(Coordinate annotation entries)
= = = =

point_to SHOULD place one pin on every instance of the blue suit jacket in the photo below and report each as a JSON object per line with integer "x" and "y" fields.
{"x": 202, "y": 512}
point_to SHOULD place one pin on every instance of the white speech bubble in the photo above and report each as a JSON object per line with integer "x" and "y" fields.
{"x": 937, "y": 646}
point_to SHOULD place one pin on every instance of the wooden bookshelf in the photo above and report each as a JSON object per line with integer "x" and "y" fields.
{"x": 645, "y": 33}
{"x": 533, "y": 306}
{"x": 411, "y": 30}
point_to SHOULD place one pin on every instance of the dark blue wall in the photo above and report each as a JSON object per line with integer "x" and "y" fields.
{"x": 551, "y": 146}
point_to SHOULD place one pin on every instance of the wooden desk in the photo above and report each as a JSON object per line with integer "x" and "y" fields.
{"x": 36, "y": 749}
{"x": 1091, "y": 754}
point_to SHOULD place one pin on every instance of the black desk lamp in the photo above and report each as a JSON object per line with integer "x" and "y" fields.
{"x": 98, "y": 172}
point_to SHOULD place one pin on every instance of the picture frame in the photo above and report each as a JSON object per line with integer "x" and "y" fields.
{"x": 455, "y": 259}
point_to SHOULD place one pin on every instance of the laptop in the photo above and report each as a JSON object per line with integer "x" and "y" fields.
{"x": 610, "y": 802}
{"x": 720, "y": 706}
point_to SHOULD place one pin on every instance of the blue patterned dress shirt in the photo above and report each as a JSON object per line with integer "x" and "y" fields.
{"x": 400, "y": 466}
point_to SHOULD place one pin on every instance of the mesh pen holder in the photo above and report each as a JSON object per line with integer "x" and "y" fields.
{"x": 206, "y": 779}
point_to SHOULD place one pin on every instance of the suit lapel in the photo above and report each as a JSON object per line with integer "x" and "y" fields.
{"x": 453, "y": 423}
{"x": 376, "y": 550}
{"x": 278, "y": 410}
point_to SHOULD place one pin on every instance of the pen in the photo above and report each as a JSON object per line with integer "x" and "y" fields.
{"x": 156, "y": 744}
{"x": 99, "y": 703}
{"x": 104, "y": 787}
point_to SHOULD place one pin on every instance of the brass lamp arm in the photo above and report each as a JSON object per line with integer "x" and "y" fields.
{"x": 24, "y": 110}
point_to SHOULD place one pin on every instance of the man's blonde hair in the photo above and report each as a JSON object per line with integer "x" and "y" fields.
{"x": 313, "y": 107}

= = = =

_Exercise prompt_
Put all of the entries above into a Markdown table with two columns, Row and Entry, numbering each line and skipping any blank lines.

_Answer in full_
| Row | Entry |
|---|---|
| 1 | point_to SHOULD place one pin on every instance of the blue suit jacket in the photo below and report each as a JSON object per line with integer "x" and "y" fields. |
| 2 | {"x": 202, "y": 512} |
| 3 | point_to SHOULD place one pin on every instance of the white speech bubble in the photo above and report each as a JSON object per line with integer "x" and "y" fields. |
| 4 | {"x": 937, "y": 646} |
| 5 | point_to SHOULD place one pin on every instance of the wooden bookshelf in the photo above and report each as a JSON object per line with integer "x" and "y" fields. |
| 6 | {"x": 645, "y": 33} |
| 7 | {"x": 533, "y": 306} |
| 8 | {"x": 411, "y": 30} |
| 9 | point_to SHOULD place one pin on every instance of the dark blue wall in the photo above and report each as a JSON object per line with integer "x" and "y" fields. |
| 10 | {"x": 551, "y": 146} |
| 11 | point_to SHOULD place one pin on every instance of the wooden desk in the photo above and report each as a JSON object per line with integer "x" and "y" fields. |
| 12 | {"x": 36, "y": 749} |
| 13 | {"x": 1091, "y": 754} |
| 14 | point_to SHOULD place one pin on every instance of the black desk lamp in the photo above and report each as a JSON object per line with integer "x" and "y" fields. |
| 15 | {"x": 98, "y": 172} |
| 16 | point_to SHOULD place one pin on every instance of the picture frame in the photo above and report each as a JSON object per line with integer "x" and "y" fields. |
| 17 | {"x": 455, "y": 259} |
| 18 | point_to SHOULD place one pin on every instance of the laptop in the photo above and report each as a JSON object per line with integer "x" and "y" fields. |
| 19 | {"x": 610, "y": 802} |
| 20 | {"x": 720, "y": 706} |
| 21 | point_to SHOULD place one pin on every instance of the blue patterned dress shirt in the photo above and report each as a JSON object per line with integer "x" and "y" fields. |
| 22 | {"x": 400, "y": 466} |
| 23 | point_to SHOULD place one pin on every instance of the mesh pen holder in the photo above and report each as a JSON object per line with integer "x" and "y" fields. |
| 24 | {"x": 206, "y": 779} |
| 25 | point_to SHOULD place one pin on every instance of the suit lapel in the photo above and report each as a JSON object per line with integer "x" and "y" fields. |
| 26 | {"x": 453, "y": 423} |
| 27 | {"x": 376, "y": 550} |
| 28 | {"x": 278, "y": 410} |
| 29 | point_to SHOULD place one pin on every instance of the pen in the photo above and report each as a JSON object per line with integer "x" and "y" fields. |
| 30 | {"x": 156, "y": 744} |
| 31 | {"x": 99, "y": 703} |
| 32 | {"x": 104, "y": 787} |
| 33 | point_to SHOULD place one pin on every instance of the brass lamp arm in the photo above and report each as a JSON object per line with integer "x" and "y" fields. |
| 34 | {"x": 24, "y": 110} |
| 35 | point_to SHOULD place one pin on every instance of the man's blonde hair in the photo above and report each as a JSON object per line with integer "x" and "y" fields. |
| 36 | {"x": 313, "y": 107} |